Information supplied Start Marker
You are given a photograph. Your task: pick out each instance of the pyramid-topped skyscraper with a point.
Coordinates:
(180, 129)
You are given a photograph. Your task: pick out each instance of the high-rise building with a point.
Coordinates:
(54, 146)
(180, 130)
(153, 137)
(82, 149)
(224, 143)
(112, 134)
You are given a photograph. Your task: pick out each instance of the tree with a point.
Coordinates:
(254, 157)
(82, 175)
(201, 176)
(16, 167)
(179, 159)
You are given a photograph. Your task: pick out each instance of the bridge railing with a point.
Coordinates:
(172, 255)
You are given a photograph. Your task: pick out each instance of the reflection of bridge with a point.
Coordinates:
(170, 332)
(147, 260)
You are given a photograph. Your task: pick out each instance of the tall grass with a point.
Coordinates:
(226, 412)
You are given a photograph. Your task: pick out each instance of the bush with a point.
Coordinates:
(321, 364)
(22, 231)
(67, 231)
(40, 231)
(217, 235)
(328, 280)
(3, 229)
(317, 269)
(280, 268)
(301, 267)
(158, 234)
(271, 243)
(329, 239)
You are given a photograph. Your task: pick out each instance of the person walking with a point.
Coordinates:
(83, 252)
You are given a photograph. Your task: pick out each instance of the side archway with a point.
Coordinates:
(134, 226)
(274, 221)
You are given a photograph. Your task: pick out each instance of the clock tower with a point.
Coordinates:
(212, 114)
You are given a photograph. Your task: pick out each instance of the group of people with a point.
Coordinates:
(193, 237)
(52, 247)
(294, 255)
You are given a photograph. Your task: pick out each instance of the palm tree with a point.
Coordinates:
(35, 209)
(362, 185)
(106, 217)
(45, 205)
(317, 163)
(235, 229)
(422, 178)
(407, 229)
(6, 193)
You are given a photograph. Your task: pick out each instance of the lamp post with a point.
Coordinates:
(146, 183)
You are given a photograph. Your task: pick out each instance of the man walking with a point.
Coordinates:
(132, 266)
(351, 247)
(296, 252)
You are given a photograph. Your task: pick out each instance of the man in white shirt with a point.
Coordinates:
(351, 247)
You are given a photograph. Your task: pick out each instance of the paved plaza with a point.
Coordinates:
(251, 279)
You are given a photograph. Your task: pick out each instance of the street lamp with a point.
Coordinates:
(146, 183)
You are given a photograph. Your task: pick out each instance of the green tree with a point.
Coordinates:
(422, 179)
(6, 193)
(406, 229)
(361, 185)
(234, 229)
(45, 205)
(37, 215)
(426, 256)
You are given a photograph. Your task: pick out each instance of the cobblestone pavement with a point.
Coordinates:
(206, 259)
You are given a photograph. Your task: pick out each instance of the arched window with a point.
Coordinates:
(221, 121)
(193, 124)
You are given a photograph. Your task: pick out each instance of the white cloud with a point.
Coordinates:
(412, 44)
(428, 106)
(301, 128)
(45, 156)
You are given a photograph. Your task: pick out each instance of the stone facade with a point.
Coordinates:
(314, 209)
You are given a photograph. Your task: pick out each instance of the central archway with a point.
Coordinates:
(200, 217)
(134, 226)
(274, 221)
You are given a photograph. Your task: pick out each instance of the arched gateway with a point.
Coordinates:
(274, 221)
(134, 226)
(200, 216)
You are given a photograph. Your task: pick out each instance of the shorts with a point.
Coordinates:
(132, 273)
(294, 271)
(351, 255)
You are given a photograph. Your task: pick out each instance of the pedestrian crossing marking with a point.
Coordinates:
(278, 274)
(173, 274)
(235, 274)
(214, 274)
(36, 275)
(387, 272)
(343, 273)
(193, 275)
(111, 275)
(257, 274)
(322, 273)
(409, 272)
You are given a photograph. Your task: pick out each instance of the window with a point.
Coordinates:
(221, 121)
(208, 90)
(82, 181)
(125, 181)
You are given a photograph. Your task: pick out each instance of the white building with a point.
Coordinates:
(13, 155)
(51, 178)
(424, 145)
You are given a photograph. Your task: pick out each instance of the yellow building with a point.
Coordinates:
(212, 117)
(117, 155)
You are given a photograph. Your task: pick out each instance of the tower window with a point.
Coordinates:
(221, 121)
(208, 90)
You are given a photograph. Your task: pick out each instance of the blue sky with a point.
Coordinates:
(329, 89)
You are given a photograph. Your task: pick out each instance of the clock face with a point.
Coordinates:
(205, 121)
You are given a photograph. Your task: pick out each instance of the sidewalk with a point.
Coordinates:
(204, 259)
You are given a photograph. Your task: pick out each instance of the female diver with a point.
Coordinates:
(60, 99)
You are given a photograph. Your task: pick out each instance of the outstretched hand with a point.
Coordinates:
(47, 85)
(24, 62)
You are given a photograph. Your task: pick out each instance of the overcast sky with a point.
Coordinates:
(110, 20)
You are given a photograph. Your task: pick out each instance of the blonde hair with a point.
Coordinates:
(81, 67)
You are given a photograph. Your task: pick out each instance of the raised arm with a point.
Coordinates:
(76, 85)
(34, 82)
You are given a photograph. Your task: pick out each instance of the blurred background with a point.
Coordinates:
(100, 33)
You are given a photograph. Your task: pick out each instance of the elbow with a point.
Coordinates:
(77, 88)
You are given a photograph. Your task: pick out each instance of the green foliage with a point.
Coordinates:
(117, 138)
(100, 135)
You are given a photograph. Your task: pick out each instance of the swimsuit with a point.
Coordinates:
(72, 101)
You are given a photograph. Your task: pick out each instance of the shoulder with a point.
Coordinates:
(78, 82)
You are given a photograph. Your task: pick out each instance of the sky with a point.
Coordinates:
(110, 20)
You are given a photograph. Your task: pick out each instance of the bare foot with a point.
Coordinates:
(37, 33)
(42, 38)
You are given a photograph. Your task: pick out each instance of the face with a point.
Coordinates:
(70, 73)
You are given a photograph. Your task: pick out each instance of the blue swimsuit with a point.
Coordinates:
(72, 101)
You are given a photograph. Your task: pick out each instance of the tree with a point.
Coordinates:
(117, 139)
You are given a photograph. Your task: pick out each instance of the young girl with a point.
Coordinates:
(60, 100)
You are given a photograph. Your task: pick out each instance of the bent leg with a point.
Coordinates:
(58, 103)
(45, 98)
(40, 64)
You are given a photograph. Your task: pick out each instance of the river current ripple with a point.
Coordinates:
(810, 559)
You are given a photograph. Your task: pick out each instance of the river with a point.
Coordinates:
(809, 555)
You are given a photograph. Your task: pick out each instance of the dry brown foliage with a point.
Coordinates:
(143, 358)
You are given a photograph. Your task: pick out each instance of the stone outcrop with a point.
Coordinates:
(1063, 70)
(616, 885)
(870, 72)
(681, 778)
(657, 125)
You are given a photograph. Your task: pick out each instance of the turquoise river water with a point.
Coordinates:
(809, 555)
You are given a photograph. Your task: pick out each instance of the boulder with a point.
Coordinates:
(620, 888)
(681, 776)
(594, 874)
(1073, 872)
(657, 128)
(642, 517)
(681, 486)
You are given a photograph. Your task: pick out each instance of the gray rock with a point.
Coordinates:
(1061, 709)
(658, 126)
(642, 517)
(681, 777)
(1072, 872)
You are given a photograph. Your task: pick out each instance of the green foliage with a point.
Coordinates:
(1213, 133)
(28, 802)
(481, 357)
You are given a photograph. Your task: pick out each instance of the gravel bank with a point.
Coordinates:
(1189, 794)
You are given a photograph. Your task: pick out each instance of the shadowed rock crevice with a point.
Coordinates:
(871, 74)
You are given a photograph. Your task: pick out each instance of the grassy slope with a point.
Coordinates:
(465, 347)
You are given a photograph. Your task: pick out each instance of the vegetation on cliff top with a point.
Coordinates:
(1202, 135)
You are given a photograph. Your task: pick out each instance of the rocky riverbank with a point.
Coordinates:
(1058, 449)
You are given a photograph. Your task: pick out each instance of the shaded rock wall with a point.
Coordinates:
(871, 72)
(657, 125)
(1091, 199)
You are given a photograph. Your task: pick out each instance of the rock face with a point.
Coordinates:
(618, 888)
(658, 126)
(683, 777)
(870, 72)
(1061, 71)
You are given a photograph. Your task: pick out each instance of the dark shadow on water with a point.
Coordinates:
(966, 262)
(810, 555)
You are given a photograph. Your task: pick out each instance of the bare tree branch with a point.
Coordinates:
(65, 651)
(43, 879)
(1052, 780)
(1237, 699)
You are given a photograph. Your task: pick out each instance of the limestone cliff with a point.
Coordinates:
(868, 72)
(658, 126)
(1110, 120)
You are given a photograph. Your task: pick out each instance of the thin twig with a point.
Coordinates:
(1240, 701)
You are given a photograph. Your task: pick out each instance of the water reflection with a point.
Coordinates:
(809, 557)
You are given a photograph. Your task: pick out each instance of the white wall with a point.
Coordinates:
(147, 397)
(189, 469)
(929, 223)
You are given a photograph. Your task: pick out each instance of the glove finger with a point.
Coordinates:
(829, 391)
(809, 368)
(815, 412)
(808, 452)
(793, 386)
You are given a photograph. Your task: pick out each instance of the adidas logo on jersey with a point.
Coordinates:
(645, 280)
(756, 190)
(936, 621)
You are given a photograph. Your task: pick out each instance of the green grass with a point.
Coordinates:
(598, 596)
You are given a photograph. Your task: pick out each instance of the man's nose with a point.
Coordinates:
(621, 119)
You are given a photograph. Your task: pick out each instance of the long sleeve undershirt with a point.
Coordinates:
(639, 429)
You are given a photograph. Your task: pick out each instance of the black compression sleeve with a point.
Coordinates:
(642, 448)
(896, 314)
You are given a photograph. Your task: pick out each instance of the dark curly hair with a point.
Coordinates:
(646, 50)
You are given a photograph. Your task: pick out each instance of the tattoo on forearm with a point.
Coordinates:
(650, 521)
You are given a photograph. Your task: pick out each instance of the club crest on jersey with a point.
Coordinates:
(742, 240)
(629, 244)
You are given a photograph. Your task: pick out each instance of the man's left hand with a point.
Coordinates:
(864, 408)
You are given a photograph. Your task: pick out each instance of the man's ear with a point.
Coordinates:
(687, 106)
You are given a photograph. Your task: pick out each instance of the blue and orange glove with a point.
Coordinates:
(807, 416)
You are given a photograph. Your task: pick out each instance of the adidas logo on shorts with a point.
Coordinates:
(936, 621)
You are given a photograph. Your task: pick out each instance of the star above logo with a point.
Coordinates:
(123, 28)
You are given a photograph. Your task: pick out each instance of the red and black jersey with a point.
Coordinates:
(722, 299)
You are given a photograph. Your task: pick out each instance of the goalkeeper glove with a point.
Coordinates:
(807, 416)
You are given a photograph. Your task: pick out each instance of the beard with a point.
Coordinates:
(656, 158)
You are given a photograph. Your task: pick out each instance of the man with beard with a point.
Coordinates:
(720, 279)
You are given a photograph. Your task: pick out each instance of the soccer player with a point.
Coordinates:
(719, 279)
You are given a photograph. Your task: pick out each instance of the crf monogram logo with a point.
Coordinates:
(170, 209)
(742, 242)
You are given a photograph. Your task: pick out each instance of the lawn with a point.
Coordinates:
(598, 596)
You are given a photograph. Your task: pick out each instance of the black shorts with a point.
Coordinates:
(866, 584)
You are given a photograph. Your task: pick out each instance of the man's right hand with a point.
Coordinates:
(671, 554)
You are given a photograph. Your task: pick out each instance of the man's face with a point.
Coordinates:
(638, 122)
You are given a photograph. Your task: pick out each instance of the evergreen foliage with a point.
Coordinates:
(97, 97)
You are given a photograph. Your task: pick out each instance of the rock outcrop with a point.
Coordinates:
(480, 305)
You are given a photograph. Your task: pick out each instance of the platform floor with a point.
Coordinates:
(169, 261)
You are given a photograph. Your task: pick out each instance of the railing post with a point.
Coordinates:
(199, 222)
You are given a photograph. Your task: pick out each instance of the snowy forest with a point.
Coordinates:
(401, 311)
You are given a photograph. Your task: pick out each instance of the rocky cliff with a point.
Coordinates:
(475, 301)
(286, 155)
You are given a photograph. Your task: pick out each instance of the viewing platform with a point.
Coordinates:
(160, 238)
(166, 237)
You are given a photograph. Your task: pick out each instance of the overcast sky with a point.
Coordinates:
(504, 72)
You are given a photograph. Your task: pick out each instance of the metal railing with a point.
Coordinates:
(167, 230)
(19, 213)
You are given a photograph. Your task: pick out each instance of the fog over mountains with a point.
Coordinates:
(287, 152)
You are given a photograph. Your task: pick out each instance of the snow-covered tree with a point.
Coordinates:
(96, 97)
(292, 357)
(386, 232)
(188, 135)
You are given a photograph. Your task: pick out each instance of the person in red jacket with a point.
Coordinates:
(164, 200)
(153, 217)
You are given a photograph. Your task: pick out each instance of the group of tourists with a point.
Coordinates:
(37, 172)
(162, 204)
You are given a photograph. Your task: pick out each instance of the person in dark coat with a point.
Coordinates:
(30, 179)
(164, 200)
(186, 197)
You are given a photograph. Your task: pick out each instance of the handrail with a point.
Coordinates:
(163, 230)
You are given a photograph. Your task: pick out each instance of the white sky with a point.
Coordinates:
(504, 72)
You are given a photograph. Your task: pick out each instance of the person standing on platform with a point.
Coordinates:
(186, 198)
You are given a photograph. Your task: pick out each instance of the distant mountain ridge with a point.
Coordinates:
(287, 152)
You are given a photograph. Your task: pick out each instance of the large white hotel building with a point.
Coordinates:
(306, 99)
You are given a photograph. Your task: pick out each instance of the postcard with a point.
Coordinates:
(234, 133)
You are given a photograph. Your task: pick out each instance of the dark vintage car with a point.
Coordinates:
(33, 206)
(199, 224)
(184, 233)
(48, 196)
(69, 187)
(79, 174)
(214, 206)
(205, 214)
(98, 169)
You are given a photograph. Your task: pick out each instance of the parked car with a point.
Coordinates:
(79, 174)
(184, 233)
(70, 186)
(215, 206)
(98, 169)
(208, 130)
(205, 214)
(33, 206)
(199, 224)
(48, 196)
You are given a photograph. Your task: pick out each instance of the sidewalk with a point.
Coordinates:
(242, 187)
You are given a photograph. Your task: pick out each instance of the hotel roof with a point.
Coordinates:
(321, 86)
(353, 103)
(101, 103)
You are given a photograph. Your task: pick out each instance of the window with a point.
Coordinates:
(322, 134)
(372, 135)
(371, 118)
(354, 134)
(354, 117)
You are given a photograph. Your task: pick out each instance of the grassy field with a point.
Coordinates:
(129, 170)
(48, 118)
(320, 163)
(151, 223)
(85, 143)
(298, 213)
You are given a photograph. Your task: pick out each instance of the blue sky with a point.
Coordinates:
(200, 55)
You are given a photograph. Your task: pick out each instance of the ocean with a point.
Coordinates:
Information supplied End Marker
__About this task__.
Gather each line from the listing above that holds "glove".

__Your response__.
You are given a photograph. Your task: pick out each instance of the glove finger with a point.
You are given a photograph. Your task: pick out each instance of the blue and orange glove with a point.
You are given a photograph. Your task: pick out each instance of the goalkeeper glove with a point.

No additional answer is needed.